[Start of Attachment]
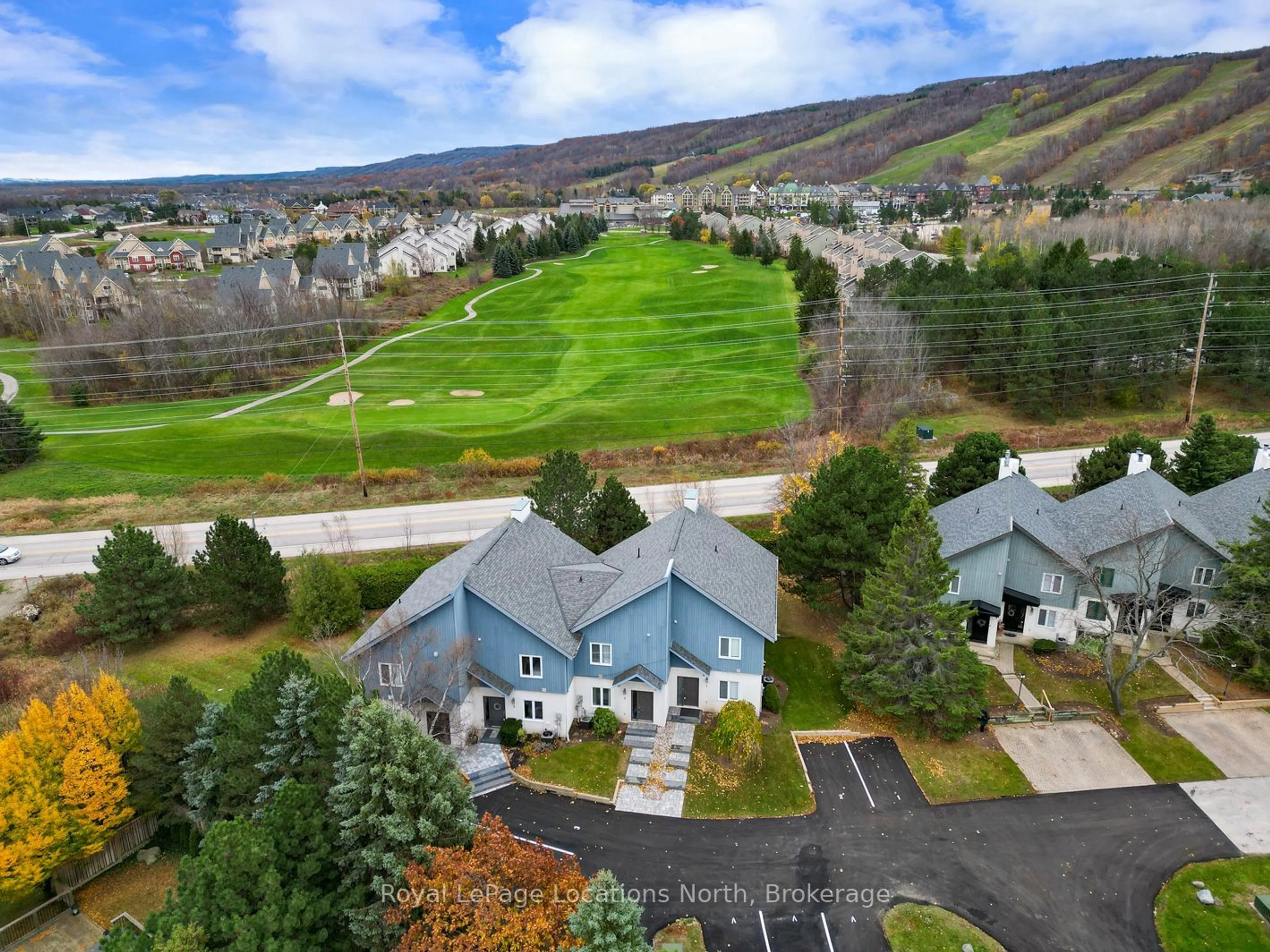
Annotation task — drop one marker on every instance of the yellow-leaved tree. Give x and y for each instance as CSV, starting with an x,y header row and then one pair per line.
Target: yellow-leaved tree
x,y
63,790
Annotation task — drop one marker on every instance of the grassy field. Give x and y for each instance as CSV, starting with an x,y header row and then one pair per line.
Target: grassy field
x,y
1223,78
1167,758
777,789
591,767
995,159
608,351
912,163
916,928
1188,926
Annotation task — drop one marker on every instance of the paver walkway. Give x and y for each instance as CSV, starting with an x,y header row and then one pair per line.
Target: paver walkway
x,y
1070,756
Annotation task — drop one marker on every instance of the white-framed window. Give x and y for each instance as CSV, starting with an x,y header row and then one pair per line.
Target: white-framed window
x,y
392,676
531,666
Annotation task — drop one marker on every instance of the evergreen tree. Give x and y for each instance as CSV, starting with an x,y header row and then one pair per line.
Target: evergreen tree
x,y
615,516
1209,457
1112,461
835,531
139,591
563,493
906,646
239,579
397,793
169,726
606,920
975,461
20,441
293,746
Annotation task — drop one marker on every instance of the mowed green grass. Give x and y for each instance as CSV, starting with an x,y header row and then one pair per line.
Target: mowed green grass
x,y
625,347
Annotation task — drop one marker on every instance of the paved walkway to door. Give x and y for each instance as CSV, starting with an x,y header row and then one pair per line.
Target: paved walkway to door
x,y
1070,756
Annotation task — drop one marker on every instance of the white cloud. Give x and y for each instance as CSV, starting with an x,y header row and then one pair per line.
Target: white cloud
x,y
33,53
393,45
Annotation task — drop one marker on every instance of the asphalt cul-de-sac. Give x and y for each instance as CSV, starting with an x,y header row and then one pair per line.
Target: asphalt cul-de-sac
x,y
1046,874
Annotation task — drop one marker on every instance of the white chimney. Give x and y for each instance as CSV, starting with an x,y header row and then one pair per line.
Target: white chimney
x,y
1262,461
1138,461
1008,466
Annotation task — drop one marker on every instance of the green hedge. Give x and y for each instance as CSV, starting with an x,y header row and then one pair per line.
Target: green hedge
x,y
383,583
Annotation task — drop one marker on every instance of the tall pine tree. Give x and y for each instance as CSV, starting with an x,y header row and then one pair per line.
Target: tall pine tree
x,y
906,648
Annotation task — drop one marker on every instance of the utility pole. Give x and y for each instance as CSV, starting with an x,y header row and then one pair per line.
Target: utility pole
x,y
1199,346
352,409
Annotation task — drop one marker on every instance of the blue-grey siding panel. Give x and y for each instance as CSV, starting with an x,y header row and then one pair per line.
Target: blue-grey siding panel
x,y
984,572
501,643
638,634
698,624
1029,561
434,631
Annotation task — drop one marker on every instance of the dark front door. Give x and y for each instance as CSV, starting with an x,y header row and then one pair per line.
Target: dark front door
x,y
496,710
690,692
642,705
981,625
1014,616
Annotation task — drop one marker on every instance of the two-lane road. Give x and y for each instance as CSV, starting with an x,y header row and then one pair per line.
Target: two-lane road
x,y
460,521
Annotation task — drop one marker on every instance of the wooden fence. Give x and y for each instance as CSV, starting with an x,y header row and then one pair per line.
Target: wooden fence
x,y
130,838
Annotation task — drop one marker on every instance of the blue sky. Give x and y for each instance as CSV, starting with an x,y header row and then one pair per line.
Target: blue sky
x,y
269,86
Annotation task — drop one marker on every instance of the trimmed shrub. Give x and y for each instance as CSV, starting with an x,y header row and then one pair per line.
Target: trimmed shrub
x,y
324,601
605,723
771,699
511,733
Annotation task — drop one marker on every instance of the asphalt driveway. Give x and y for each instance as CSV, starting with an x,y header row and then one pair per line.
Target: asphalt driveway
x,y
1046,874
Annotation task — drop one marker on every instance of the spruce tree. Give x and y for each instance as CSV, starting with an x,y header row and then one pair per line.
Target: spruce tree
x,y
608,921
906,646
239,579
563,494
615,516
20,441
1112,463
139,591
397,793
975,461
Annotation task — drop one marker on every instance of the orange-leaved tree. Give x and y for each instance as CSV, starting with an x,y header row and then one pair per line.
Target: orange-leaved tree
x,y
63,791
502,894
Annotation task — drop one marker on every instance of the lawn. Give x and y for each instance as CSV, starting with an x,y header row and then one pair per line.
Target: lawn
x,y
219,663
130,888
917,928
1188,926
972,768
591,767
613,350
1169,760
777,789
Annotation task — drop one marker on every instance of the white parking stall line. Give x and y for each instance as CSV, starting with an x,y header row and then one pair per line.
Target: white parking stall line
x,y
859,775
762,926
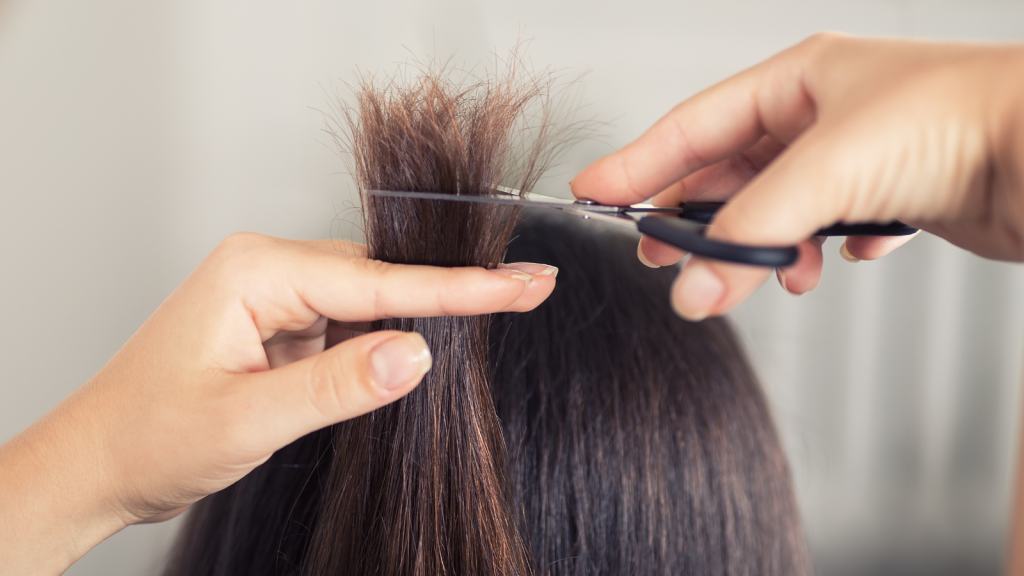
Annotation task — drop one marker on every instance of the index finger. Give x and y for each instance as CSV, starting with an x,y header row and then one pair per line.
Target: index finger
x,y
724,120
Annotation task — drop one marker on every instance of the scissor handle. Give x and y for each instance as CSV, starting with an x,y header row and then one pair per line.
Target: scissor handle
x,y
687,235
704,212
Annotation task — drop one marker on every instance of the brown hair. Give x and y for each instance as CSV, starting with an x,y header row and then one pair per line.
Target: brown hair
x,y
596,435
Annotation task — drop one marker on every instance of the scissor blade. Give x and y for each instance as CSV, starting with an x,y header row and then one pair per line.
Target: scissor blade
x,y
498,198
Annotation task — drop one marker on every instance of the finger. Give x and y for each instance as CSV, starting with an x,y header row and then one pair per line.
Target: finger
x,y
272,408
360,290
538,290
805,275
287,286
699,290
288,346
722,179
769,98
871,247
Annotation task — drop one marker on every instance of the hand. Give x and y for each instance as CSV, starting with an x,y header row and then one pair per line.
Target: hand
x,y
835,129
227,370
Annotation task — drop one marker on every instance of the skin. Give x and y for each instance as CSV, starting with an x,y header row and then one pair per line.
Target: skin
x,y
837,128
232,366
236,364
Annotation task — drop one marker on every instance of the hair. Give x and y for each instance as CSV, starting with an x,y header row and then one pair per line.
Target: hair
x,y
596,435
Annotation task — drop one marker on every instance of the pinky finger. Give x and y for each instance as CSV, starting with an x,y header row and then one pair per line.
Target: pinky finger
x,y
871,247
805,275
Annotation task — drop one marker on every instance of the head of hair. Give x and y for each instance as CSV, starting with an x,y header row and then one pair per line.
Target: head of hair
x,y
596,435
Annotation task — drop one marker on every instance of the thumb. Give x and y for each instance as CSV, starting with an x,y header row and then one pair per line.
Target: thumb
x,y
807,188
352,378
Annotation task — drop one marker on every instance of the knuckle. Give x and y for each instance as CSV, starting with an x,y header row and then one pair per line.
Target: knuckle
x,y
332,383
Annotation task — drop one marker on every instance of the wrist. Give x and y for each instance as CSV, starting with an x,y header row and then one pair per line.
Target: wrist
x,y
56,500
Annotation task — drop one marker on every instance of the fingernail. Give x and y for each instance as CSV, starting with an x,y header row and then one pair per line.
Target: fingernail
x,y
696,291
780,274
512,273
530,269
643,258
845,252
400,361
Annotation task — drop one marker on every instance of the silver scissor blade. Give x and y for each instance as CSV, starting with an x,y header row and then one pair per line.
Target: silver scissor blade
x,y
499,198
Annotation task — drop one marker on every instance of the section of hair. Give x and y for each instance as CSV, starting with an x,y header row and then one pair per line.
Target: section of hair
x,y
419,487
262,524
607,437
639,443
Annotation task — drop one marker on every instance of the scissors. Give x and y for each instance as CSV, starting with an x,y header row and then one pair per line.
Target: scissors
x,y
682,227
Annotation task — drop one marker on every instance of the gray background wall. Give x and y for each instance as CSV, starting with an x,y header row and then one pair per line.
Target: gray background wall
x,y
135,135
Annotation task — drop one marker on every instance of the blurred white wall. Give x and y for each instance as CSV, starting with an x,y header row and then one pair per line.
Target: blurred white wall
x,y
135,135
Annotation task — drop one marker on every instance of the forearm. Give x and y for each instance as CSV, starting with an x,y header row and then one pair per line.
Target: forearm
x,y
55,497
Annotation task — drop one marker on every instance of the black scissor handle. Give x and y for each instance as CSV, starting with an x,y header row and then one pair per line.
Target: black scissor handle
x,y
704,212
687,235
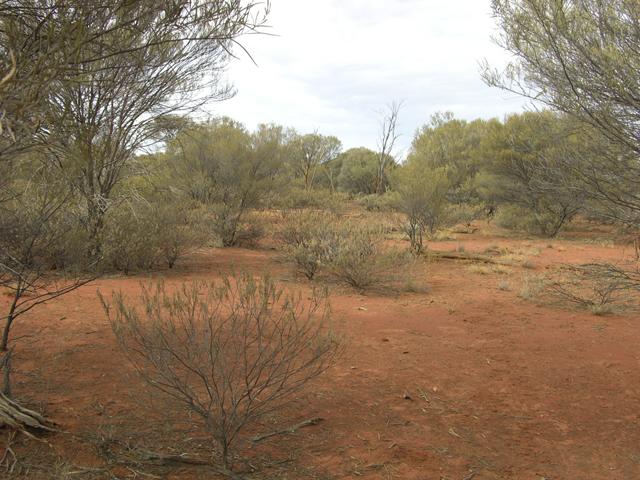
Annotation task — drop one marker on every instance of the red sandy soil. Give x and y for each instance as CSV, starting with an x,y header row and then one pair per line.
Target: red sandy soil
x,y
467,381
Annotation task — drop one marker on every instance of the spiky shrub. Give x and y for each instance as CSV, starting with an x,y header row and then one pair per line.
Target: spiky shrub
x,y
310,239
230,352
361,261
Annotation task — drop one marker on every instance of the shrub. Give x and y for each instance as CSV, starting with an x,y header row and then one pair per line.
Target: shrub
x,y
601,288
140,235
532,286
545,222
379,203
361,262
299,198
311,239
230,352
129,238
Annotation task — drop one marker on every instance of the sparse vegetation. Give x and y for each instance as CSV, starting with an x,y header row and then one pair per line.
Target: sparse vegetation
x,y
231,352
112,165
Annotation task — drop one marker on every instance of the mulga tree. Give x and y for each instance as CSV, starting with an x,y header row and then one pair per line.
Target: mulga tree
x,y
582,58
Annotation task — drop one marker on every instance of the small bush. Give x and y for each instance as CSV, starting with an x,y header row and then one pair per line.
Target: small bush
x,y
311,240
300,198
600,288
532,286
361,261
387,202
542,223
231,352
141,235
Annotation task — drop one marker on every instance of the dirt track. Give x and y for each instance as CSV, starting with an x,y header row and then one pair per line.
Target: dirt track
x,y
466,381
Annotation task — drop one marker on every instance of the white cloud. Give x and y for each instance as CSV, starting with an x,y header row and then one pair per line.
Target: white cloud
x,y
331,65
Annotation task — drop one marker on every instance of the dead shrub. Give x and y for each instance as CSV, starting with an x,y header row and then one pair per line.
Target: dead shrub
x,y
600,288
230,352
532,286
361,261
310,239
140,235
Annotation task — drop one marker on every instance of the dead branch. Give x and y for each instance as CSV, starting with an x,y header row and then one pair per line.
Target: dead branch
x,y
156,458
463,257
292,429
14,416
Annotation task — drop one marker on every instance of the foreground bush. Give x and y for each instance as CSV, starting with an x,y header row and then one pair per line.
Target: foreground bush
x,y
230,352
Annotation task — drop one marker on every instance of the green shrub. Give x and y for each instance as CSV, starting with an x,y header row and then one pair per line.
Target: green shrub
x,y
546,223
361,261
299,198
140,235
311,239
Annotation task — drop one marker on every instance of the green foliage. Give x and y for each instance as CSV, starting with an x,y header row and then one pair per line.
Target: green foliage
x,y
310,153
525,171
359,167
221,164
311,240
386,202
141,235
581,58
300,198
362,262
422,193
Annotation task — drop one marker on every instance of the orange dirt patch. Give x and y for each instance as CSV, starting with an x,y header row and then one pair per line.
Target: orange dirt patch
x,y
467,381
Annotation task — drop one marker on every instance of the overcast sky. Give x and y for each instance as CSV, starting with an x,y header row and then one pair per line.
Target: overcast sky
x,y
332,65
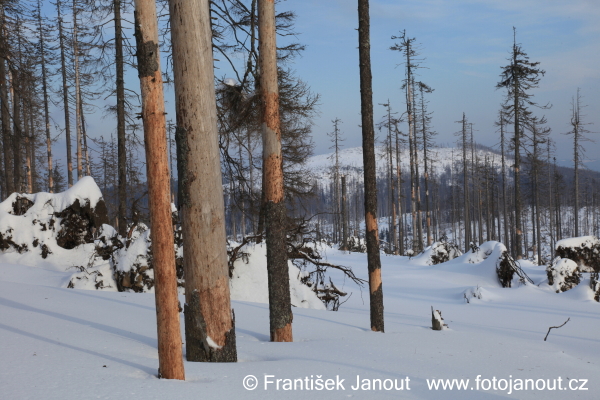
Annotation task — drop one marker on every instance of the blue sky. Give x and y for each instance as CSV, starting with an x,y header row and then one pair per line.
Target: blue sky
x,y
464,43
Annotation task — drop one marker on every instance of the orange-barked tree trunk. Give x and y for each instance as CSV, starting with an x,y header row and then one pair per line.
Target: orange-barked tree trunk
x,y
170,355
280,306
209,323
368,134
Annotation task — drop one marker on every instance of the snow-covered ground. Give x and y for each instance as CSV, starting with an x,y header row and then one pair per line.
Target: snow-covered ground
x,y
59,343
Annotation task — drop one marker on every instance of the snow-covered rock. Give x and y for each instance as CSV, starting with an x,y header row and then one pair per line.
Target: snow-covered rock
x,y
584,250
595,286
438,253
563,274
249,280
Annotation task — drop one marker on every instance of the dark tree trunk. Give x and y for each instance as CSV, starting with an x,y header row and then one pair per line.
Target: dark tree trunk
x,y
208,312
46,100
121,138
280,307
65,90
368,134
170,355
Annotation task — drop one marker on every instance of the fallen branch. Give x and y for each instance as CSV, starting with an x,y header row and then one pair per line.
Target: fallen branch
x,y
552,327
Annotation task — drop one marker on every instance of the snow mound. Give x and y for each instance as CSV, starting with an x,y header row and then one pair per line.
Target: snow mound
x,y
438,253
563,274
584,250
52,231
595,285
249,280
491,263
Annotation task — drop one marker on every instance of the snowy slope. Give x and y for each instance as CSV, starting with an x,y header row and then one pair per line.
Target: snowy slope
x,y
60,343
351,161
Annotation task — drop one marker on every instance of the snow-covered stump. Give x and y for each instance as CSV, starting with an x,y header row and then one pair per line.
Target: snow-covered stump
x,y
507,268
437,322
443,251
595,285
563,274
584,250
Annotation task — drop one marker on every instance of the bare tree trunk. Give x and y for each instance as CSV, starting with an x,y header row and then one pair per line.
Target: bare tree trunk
[End of Attachment]
REQUIRED WORK -> State how many lines in the entries above include the word "bare"; reply with the number alone.

YOUR RESPONSE -> 2